> **Collected data**:

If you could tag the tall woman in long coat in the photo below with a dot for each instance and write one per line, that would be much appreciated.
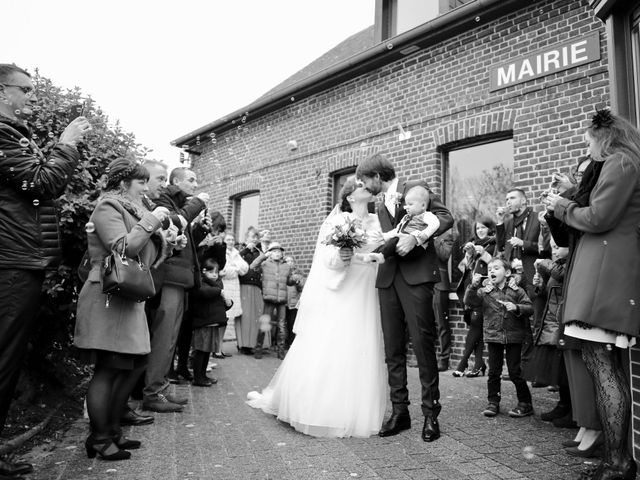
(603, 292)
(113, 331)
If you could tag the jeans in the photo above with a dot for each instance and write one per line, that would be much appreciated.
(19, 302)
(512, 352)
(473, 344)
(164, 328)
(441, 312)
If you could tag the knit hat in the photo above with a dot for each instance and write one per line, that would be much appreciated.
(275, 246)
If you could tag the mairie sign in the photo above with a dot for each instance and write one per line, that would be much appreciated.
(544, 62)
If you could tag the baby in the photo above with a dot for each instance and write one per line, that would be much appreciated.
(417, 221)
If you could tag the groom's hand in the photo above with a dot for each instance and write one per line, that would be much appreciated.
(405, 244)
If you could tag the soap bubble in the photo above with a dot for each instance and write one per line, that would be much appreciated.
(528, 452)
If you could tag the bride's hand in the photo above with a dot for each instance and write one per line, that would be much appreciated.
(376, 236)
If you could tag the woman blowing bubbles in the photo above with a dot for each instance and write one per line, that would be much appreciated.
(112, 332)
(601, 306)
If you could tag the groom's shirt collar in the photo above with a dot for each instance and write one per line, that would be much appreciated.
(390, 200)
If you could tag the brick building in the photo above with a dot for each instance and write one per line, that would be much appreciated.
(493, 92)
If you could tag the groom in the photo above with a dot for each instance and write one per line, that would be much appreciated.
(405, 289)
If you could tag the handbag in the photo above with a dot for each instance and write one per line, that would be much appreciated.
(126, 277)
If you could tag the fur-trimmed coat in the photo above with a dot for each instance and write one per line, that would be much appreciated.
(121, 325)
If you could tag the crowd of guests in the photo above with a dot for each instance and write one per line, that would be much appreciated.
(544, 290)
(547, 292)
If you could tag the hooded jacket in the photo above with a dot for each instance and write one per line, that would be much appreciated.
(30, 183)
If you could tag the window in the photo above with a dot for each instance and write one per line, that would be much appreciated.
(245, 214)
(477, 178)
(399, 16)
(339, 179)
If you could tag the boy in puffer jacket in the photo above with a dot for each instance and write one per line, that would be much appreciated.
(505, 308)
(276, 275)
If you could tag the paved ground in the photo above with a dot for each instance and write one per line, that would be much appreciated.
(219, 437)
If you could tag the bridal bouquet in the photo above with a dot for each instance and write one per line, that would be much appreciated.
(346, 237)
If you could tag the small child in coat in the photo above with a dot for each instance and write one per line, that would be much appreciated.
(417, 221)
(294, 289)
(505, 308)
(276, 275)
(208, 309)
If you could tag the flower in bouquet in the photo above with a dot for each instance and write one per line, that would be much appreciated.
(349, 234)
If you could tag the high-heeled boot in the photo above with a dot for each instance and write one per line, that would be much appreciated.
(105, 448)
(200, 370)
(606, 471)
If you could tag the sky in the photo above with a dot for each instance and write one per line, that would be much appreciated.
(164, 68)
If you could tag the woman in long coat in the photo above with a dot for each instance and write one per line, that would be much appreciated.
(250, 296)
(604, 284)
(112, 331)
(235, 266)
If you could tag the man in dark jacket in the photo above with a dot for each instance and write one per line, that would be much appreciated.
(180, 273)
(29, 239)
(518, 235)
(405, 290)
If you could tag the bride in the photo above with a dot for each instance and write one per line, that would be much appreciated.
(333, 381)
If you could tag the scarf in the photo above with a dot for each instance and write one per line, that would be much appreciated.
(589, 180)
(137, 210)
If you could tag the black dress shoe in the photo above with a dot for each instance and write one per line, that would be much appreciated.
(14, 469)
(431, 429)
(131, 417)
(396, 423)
---
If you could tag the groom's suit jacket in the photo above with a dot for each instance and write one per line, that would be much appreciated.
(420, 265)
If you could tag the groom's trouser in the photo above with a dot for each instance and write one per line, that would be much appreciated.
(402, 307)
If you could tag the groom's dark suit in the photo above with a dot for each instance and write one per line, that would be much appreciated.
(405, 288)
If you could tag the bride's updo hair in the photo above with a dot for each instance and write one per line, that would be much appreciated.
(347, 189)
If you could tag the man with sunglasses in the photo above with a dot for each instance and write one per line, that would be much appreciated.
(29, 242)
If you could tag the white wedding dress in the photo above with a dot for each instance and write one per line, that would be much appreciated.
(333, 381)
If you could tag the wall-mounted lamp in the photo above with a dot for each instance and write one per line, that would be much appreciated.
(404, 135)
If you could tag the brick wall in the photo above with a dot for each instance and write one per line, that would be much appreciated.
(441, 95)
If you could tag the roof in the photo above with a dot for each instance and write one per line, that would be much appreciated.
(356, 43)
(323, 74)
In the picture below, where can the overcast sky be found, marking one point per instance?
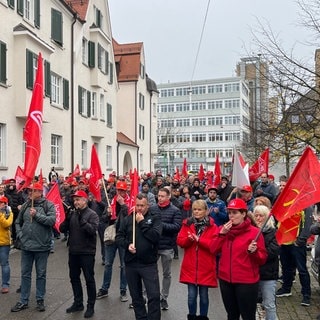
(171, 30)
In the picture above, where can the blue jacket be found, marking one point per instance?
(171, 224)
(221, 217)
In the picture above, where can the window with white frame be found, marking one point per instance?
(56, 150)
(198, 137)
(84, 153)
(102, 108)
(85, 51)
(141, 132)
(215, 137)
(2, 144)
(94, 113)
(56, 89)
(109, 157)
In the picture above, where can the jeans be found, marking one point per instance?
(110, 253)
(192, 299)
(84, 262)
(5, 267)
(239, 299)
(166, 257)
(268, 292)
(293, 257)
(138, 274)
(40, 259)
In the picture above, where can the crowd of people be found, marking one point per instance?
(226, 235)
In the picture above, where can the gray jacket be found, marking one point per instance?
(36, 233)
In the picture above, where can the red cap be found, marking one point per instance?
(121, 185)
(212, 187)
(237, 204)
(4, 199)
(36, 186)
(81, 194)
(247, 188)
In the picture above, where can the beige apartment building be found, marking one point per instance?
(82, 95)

> **What is required**: Gather each line in the listing above that contains the string "building", and copy those lines out. Uppercase and lowercase letters count as different.

> **Full solution**:
If you could tag the brick building in the photo above with a dot for each instance and write one per line, that would be much appreciated.
In the picture above, where can the beige apartment building be found, marking one point per instance?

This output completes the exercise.